▶ **Set task**: Retype exactly the lines that run from the line with "like (371, 298)." to the final line of the entries, keeping both ends and nothing else.

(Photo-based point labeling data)

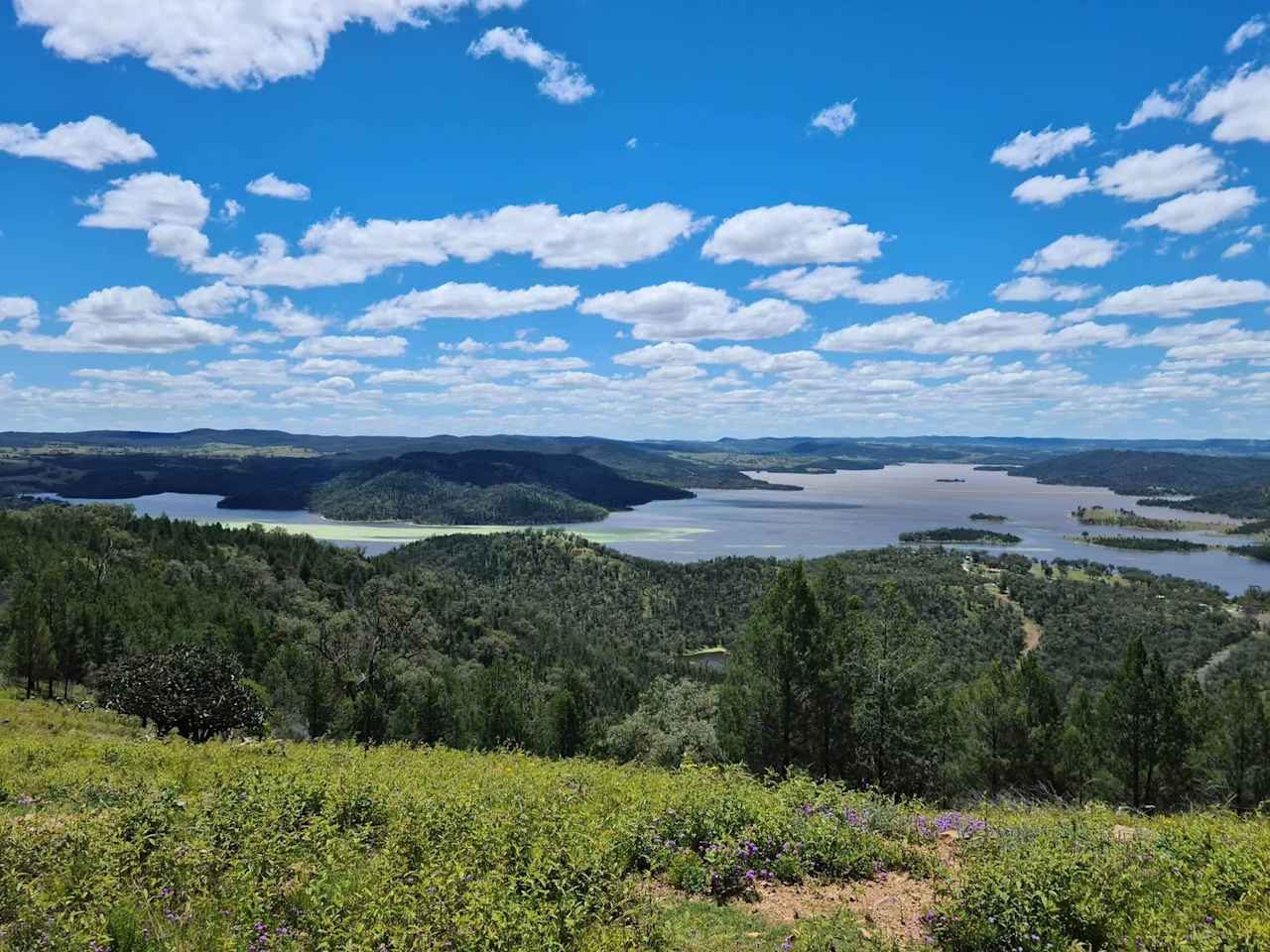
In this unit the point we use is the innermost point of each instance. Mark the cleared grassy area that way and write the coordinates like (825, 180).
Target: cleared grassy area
(111, 839)
(403, 535)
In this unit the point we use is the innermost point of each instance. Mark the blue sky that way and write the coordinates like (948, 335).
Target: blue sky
(563, 216)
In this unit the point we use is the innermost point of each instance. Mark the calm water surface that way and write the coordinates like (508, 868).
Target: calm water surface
(865, 509)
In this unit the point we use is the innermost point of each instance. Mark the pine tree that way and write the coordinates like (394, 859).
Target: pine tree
(762, 703)
(899, 705)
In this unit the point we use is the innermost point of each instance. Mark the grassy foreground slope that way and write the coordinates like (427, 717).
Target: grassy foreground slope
(113, 841)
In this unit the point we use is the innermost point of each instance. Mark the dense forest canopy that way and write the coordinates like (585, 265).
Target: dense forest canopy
(558, 645)
(1236, 485)
(484, 488)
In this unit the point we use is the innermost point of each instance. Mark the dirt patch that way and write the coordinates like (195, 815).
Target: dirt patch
(1033, 631)
(890, 905)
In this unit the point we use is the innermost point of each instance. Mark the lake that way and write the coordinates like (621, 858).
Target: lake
(849, 509)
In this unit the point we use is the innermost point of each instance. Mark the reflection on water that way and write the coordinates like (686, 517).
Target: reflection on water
(856, 509)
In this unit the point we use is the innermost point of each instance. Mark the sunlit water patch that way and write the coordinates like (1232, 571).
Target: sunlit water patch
(834, 512)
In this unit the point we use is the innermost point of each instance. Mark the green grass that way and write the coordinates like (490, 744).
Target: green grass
(140, 844)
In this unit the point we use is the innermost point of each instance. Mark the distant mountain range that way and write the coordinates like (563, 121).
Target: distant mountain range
(521, 479)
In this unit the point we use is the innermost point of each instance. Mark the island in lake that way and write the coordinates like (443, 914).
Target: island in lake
(1141, 543)
(1129, 520)
(961, 536)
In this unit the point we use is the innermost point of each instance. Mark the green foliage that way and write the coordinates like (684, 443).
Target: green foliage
(1083, 880)
(1222, 484)
(1088, 616)
(113, 841)
(674, 724)
(1143, 543)
(484, 488)
(826, 682)
(191, 690)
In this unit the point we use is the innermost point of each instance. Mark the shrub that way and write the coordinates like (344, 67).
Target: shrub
(191, 690)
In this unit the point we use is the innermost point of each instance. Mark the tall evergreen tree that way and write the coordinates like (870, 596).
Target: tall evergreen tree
(762, 701)
(1143, 722)
(899, 701)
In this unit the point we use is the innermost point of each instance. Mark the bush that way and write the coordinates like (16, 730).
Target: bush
(191, 690)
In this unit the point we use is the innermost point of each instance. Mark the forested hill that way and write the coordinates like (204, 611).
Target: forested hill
(484, 488)
(1236, 485)
(557, 645)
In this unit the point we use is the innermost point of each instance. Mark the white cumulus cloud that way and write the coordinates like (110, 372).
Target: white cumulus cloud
(835, 118)
(793, 234)
(683, 311)
(1198, 211)
(1030, 150)
(1147, 175)
(1072, 252)
(829, 282)
(1052, 189)
(273, 186)
(1183, 298)
(87, 145)
(1241, 107)
(238, 44)
(123, 320)
(344, 252)
(988, 331)
(148, 199)
(1034, 287)
(1246, 33)
(472, 302)
(349, 347)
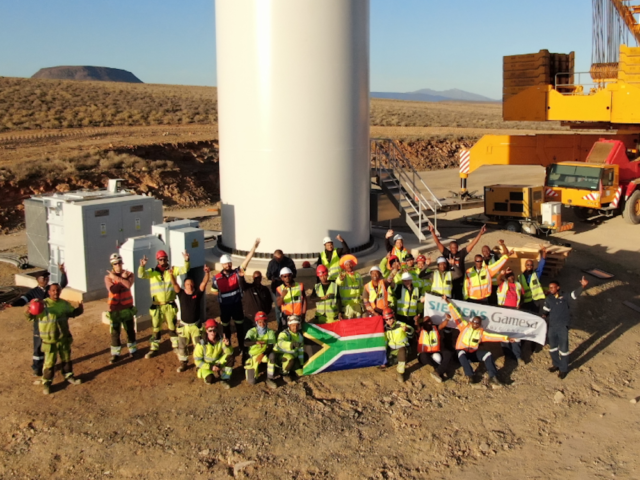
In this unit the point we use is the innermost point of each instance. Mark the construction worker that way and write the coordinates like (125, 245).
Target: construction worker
(471, 336)
(289, 352)
(163, 297)
(407, 300)
(397, 248)
(327, 298)
(430, 349)
(291, 297)
(425, 274)
(490, 257)
(558, 315)
(279, 261)
(213, 355)
(375, 294)
(39, 293)
(120, 310)
(228, 286)
(530, 280)
(259, 341)
(52, 315)
(189, 324)
(351, 287)
(330, 257)
(456, 257)
(478, 280)
(397, 336)
(510, 293)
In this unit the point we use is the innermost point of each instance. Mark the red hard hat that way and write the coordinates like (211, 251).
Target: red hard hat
(211, 323)
(36, 307)
(387, 313)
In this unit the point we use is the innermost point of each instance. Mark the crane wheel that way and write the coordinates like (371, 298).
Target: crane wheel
(632, 208)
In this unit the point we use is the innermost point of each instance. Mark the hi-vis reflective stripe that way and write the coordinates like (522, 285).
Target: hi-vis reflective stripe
(465, 161)
(616, 199)
(592, 197)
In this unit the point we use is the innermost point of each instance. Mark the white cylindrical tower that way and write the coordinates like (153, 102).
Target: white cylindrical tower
(293, 108)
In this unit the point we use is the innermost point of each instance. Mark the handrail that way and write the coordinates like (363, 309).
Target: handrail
(405, 173)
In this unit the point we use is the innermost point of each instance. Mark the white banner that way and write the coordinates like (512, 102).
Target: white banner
(505, 321)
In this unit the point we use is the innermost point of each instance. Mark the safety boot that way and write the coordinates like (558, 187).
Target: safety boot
(271, 384)
(182, 367)
(73, 380)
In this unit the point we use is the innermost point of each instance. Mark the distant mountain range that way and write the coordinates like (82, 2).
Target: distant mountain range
(103, 74)
(428, 95)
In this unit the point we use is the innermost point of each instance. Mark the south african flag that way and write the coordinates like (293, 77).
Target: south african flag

▶ **Correct output**:
In this unit the point we use is the innermost point of each instance. Mark the crane wheel that way and write the coordinates like (371, 298).
Target: crane wheel
(632, 208)
In this unit the point we use is the innermost point of each instance. Mark the hi-vis reflective stripe that way and write the coordinates like (522, 285).
Target: hi-vis reflective stripe
(465, 161)
(616, 199)
(592, 197)
In this unit the point we use is the innermost point of each instance. Mark the white cylindrical tower that way and write the coordinates like (153, 102).
Target: white cylindrical tower
(293, 108)
In this unit the point we use is the innermost point of each instance. Mark the handrail that way and write the coordinates like (363, 309).
Target: handrail
(405, 173)
In this unit the point we use is the innermost point of each instance. Mark the white banner that way and write the coordinates like (512, 102).
Target: white banner
(505, 321)
In this unit the point we use is the innermost point of each instance. Mark the safety boot that way and write the coordinates like (558, 187).
Target: safety boot
(271, 384)
(182, 367)
(73, 380)
In this unit the point we use is the innermost point of each instance. Mark the distant mountain range that way and write the coordinates like (82, 2).
Target: distant mountain range
(103, 74)
(428, 95)
In this unit the point we use is the innermost point of each instance. Mark the south african flag that way and write the coordinates like (293, 77).
Target: south african flag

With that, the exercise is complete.